• How to complete this task
An unchanged copy of all the lines below is expected, and it should contain no pictures.

***** Provided records *****

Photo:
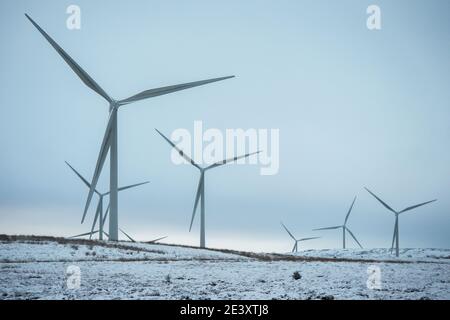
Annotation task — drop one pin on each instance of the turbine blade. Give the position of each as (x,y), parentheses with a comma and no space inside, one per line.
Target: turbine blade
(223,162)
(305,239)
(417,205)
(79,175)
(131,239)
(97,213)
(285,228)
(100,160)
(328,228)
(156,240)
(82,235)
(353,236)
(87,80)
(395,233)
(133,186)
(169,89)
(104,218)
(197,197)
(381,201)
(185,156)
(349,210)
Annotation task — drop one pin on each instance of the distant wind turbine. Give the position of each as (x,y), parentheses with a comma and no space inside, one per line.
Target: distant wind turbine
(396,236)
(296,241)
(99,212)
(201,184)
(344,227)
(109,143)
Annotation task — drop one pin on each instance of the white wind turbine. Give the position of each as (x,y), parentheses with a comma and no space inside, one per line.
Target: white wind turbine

*****

• Problem solution
Photo:
Annotation task — drop one pin on each instance of the turbine blade. Give the position of each as (x,y), parentheses with a comma and no space inside, one per line.
Target: turbine blade
(223,162)
(305,239)
(417,205)
(79,175)
(131,239)
(97,213)
(285,228)
(100,160)
(328,228)
(156,240)
(82,235)
(353,236)
(87,80)
(395,233)
(133,186)
(169,89)
(104,218)
(197,197)
(381,201)
(185,156)
(349,210)
Annotation task — drop one pin on each instance of the distant wind turbine. Give the position of each as (x,y), parentheses with a comma and no space inside, one per line.
Target: distant wind turbine
(396,236)
(296,241)
(99,212)
(201,184)
(344,227)
(109,143)
Annotation task — drop one pin on each instance of the white wind turbine. Give the position of each as (x,y), parentheses with a comma and no space inside, one per line.
Target: white wind turbine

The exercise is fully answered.